PROVIDED DATA:
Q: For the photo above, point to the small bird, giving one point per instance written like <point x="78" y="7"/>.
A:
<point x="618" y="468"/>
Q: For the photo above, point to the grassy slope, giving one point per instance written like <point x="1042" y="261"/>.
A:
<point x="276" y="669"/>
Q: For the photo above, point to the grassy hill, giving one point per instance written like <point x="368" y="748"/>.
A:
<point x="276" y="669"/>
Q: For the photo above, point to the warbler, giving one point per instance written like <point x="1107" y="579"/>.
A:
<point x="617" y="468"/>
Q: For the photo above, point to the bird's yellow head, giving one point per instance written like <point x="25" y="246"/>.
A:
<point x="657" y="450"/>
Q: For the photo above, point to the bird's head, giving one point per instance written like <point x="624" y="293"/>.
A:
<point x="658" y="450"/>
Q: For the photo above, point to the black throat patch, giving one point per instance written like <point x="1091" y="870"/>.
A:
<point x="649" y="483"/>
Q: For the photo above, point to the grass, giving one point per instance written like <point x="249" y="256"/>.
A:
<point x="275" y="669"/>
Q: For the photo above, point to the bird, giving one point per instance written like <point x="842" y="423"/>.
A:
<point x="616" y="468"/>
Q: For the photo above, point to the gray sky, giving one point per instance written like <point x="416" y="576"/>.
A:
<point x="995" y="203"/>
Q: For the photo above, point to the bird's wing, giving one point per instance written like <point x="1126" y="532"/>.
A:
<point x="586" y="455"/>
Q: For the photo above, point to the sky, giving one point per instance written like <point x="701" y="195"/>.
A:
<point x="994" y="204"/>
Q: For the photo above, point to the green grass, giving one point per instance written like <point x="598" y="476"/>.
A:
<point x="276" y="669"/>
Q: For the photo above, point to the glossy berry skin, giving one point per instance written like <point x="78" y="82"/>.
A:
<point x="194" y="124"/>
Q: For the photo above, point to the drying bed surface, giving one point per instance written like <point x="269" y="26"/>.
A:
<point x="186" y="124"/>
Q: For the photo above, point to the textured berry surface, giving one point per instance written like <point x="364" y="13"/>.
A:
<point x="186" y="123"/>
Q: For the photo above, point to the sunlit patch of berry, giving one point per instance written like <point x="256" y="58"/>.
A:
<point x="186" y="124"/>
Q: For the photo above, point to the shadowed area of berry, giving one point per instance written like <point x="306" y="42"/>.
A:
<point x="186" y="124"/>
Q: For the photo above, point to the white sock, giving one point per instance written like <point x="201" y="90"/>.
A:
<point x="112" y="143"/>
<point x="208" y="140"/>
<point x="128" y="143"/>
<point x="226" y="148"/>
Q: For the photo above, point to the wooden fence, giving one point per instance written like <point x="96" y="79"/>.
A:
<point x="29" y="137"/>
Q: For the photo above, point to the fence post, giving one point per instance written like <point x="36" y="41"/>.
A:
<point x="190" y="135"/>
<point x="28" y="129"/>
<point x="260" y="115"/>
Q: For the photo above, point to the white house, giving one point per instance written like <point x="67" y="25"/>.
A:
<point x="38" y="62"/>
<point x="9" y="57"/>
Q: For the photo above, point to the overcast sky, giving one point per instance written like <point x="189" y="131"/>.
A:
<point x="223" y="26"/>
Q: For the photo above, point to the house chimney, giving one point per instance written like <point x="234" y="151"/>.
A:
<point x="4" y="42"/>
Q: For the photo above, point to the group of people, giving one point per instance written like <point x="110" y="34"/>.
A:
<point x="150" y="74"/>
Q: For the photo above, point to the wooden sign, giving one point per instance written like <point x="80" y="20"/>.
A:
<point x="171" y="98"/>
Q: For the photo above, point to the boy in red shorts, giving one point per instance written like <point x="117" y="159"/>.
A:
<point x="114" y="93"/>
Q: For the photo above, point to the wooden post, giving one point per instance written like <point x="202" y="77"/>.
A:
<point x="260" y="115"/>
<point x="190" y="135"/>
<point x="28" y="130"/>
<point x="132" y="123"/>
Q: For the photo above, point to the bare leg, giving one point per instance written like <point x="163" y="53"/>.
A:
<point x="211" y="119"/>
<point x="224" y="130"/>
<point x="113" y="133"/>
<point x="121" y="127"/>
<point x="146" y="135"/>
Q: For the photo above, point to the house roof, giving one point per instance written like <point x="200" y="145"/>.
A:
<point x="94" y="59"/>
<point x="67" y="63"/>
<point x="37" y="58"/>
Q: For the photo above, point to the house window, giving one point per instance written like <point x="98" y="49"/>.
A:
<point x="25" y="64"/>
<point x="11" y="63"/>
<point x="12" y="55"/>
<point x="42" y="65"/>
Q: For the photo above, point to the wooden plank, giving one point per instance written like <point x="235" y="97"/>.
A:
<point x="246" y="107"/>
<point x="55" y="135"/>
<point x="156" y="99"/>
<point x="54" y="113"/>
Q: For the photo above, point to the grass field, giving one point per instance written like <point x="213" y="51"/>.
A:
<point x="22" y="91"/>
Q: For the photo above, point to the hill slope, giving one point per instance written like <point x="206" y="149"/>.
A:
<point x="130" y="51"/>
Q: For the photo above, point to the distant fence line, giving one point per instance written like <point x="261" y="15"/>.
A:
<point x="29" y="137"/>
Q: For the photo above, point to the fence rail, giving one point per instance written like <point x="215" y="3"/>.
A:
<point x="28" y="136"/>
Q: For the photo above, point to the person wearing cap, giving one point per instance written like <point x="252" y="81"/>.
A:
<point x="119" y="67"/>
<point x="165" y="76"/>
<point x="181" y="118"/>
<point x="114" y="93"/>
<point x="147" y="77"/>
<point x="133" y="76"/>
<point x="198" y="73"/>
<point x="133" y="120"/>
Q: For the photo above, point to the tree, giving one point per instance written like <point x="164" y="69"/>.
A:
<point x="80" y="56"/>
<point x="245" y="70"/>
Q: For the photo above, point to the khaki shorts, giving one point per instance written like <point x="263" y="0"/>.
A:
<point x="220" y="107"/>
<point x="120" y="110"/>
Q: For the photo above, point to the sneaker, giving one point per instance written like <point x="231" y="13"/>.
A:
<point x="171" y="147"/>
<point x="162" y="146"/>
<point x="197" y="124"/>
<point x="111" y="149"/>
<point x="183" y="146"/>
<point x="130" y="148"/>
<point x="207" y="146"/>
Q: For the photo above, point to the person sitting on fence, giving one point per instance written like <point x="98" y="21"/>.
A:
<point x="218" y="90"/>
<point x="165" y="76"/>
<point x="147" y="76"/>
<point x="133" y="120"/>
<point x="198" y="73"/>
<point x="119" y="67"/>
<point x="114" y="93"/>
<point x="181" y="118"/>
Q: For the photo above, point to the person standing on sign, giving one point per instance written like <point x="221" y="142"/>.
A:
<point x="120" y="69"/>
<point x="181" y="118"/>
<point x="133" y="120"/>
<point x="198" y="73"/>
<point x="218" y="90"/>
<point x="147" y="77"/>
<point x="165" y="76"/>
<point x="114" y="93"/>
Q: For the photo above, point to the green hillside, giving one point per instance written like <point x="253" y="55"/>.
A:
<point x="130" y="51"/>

WORK ITEM: In the records above, find each line that mentions the word "green", and copy it.

EXERCISE RESULT:
Q: For the photo above, point to the green grass, giving one point per instance written like <point x="598" y="476"/>.
Q: For the photo above, point to the green hillside, giving one point per instance written like <point x="253" y="55"/>.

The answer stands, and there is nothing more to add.